> Written instruction: Render all of the records below as a two-column CSV with the headers request and answer. Give one row per request, and put its text and its answer each in a single quoted field, with line breaks replaced by spaces.

> Recorded information:
Start

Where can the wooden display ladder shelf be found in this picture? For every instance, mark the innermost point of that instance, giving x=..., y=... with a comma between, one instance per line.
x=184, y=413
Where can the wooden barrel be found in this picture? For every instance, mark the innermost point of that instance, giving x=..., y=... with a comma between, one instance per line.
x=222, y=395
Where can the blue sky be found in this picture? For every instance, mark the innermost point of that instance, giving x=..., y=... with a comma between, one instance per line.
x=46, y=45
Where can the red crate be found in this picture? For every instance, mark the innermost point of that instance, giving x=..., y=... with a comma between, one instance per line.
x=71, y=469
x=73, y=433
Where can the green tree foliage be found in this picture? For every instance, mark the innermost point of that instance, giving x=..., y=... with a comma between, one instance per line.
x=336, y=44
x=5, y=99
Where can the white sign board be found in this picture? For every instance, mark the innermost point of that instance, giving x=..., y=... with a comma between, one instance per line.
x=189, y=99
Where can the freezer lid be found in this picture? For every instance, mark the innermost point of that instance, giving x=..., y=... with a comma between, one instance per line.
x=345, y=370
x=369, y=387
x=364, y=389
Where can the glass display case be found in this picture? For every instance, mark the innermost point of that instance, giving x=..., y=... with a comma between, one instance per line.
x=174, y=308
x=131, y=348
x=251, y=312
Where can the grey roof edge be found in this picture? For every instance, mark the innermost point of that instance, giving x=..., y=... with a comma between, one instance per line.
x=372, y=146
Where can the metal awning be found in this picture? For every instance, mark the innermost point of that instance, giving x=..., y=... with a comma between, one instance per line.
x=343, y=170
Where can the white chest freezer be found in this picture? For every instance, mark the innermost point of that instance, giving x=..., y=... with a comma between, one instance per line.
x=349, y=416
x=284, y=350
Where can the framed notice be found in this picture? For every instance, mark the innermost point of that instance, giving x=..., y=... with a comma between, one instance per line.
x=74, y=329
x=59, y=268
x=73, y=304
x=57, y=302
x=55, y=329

End

> Complete output:
request,answer
"Where can the wooden display ladder shelf be found in this picture? For every instance, mark the innermost point of that instance, giving x=..., y=... with a comma between, one instance per line.","x=184, y=413"
"Where can the wooden barrel be found in this picture? For every instance, mark the innermost point of that instance, giving x=..., y=... with a comma between, one instance per line.","x=222, y=395"
"Where can the blue sky be found in this picture? For every instance, mark the innermost point of that instance, giving x=..., y=... with a comma between, one instance per line.","x=46, y=45"
"Where can the red crate be found in this picture? For every instance, mark the innermost point of that instance, giving x=..., y=... with a comma between, one instance per line.","x=71, y=469 x=73, y=433"
"Where can the green tree foliage be found in this picture? For every instance, mark the innermost point of that instance, giving x=..., y=... with a comma between, one instance per line.","x=336, y=44 x=5, y=99"
"Where can the white sign board be found in this picture? For every instance, mark the innermost point of that instance, giving x=..., y=... with a comma between, one instance per line.","x=189, y=99"
"Where can the freezer lid be found in this picture? For every instance, mark the innermost point of that instance, giving x=..., y=... with a comma between, one instance per line.","x=345, y=370 x=369, y=387 x=364, y=389"
"Where can the glass display case be found in this picture? For every instance, mark the innermost point of that instance, giving x=..., y=... with a comma between, one instance per line.","x=174, y=308 x=131, y=348 x=251, y=312"
"Where can the grey roof edge be found in this picture? For every instance, mark the innermost point of that instance, giving x=..., y=... with a comma between, one instance per line.","x=372, y=146"
"Where can the metal awning be found in this picture? For every instance, mark the innermost point of that instance, giving x=..., y=... with a comma between, one instance per line.","x=343, y=170"
"Where can the white chest freezer be found in this picture? For every instance, mark the innermost point of that instance, giving x=..., y=... with a comma between, one instance per line.","x=349, y=416 x=284, y=350"
"Where can the framed notice be found in this picture? For every instance, mark the innermost point of that instance, giving x=..., y=... with a comma between, one instance per line.","x=74, y=329 x=59, y=268 x=73, y=304 x=57, y=302 x=55, y=329"